**PROBLEM STATEMENT**
Across all the records, filter for lines with the word "positive" and copy them.

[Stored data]
- - - - - - -

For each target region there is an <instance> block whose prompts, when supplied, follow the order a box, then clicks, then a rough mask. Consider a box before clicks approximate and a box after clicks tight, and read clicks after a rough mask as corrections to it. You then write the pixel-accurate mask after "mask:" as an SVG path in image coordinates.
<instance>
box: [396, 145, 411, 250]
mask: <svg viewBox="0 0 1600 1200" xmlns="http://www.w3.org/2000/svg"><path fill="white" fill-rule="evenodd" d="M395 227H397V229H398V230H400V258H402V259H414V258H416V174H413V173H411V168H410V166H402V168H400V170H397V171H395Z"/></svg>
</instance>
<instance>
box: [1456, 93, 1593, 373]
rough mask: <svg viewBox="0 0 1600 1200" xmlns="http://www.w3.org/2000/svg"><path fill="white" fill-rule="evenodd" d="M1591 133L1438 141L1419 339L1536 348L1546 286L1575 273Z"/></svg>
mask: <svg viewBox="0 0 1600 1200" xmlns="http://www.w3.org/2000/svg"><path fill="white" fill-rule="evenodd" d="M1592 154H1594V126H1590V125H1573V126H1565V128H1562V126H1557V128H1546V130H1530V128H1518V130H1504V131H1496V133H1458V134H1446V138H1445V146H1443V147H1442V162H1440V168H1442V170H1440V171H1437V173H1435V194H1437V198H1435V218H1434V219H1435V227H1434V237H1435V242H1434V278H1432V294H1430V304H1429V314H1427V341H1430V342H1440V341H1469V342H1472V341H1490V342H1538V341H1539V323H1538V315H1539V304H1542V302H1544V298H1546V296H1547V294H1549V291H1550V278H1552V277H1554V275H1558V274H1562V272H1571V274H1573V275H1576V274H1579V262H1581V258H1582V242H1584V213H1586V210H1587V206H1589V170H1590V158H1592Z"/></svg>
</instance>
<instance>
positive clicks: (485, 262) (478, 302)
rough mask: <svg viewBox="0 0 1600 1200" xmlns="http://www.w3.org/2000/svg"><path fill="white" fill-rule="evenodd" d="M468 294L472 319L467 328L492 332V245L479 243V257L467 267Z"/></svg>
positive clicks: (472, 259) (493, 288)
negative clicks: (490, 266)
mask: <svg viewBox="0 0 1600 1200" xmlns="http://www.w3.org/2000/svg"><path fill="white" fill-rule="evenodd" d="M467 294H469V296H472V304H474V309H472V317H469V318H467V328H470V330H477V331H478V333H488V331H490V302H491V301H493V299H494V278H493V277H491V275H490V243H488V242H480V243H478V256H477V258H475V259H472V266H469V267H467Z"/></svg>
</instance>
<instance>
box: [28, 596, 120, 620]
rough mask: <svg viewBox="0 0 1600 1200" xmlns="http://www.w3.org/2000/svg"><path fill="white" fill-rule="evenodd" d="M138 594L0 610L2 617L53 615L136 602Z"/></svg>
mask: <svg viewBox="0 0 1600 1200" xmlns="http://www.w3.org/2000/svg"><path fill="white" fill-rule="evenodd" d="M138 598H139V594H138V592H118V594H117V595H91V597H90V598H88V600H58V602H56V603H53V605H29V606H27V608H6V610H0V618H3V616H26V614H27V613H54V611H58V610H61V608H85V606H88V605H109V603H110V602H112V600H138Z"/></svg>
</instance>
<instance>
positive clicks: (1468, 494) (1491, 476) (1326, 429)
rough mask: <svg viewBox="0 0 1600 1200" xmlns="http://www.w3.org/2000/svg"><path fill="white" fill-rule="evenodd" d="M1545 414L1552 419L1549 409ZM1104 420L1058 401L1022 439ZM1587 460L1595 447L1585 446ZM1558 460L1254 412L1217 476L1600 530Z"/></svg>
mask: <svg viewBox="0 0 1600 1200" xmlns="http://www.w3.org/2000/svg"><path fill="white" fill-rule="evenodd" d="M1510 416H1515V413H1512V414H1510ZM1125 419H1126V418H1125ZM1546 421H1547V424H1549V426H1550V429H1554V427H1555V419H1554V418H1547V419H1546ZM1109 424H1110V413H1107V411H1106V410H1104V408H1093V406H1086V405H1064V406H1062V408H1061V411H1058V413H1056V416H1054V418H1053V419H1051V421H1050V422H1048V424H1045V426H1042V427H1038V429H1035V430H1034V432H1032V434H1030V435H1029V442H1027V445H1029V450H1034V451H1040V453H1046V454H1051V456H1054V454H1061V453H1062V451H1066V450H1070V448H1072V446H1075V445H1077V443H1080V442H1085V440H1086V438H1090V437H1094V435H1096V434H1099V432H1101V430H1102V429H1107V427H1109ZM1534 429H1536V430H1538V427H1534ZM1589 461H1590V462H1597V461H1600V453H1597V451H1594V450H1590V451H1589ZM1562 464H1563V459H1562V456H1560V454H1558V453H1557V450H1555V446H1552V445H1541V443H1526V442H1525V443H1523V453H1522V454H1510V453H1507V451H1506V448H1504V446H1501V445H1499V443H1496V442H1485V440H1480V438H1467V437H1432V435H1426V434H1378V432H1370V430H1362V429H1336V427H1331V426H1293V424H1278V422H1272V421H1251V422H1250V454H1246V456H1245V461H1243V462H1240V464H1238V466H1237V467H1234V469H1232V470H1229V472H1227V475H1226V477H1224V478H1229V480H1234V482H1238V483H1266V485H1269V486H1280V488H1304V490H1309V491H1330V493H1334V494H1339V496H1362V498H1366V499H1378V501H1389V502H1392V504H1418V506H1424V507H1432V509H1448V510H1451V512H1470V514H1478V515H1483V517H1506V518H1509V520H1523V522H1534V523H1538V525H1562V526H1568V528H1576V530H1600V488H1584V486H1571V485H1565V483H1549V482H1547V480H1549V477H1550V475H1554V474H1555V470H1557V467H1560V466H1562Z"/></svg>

- - - - - - -

**RESULT FOR THIS EXERCISE**
positive clicks: (485, 262) (478, 302)
positive clicks: (472, 259) (493, 288)
positive clicks: (1468, 494) (1491, 476) (1326, 429)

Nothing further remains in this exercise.